## Trecho da fonte
O “ginarcio” fica a 45 minutos do centro da cidade e perto de uma fazenda de propriedade do pai de Narcio. “Aqui todos sabem que o deputado virou um tocador de obras. Vamos consultar o jurídico da prefeitura e propor à prefeita a retirada da homenagem antes que tenhamos problemas”, promete França.
A indicação de Narcio para a vice-presidência da Câmara foi costurada na tentativa frustrada do ex-líder do PSDB Jutahy Jr. (BA) de apoiar a candidatura de Arlindo Chinaglia ainda no primeiro turno. Com a candidatura de Gustavo Fruet (PSDB-PR), a aliança acabou se concretizando apenas no segundo turno.
Nos dois últimos orçamentos, Narcio não apresentou nenhuma emenda para esse tipo de obras. Mas, entre 2003 e 2005, mesmo não sendo da base do governo Lula, viu os R$ 900 mil que apresentou em emendas serem executados. As sugestões foram feitas por meio de emendas genéricas, que não identificavam as cidades a serem beneficiadas.
A apresentação de emendas genéricas é uma prática comum entre os parlamentares que propuseram a alocação de recursos para a construção de quadros e ginásios. Os fiscais da CGU ainda vão fazer uma série de cruzamentos de dados para identificar os autores das propostas e apurar se há alguma conexão entre eles e as fraudes detectadas nas licitações.
O procedimento também foi usado pelos parlamentares envolvidos no esquema dos sanguessugas. Por esse modelo, assim que o dinheiro é empenhado (ou seja, há o comprometimento de gasto) o parlamentar informa ao Ministério do Esporte o valor e para quais municípios a emenda deverá ser liberada.

## Dados a processar
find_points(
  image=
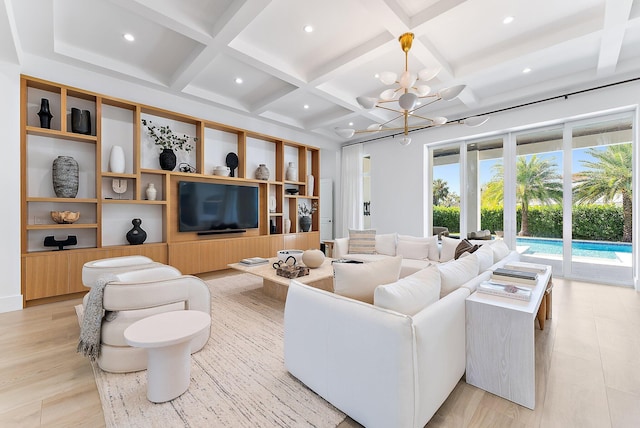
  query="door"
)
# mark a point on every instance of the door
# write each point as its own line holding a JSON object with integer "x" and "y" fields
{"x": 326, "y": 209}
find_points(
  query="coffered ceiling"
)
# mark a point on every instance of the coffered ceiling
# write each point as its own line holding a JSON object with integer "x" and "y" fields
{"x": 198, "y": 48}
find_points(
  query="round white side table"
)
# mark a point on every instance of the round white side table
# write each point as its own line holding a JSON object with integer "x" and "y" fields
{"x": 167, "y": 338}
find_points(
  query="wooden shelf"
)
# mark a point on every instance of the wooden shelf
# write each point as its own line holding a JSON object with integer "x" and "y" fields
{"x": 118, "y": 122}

...

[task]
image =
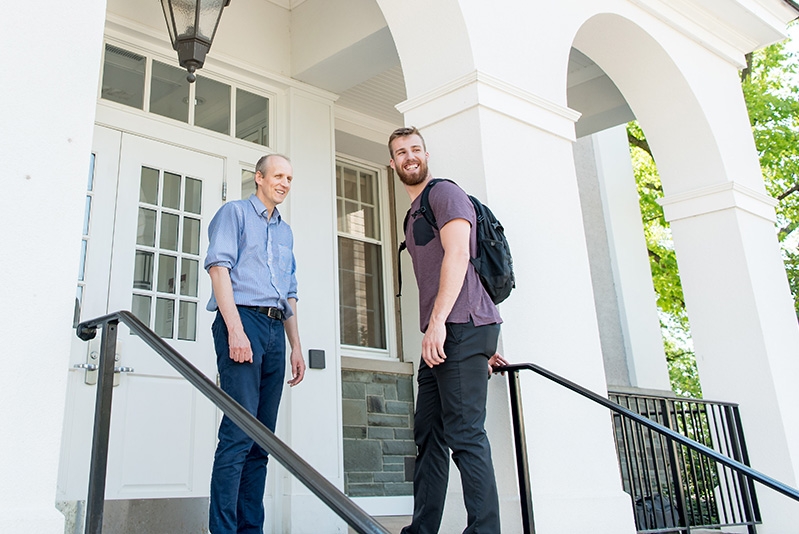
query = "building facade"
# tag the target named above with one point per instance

## Tarefas a cumprir
#1 Responda com base no trecho sobre as emendas de Narcio:
(a) A quantos minutos do centro da cidade fica o "ginarcio"?
(b) Qual foi o valor em emendas apresentado por Narcio entre 2003 e 2005 que acabou executado?
(c) A qual ministério o parlamentar informa o valor e os municípios da emenda?
#2 Diga quantas linhas da listagem contêm a palavra "coffered". Responda apenas com o número.
O trecho e a listagem não têm nenhuma relação entre si.

## Respostas das tarefas
#1
(a) A 45 minutos.
(b) R$ 900 mil.
(c) Ao Ministério do Esporte.

#2 2